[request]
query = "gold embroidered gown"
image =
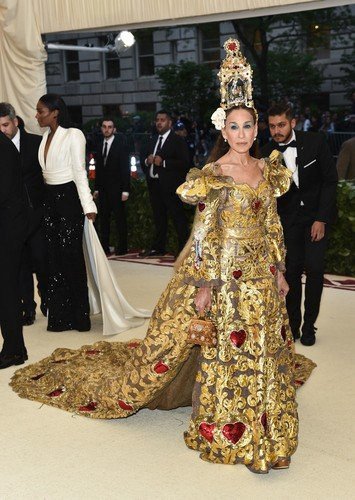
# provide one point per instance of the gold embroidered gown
==
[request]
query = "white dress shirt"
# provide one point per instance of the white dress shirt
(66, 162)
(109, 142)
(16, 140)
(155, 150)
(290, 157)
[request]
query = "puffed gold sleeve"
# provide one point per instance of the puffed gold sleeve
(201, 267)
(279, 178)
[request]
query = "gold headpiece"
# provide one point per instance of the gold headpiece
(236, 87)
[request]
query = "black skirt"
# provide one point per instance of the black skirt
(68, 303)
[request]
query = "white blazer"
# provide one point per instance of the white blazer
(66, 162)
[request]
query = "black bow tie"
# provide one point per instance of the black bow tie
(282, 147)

◆ Aim of the exercise ◆
For every line in the data above that has the string "gown", return that line.

◆ Written solution ◆
query = "gold embroidered gown"
# provide one point per instance of the gold embroidered gown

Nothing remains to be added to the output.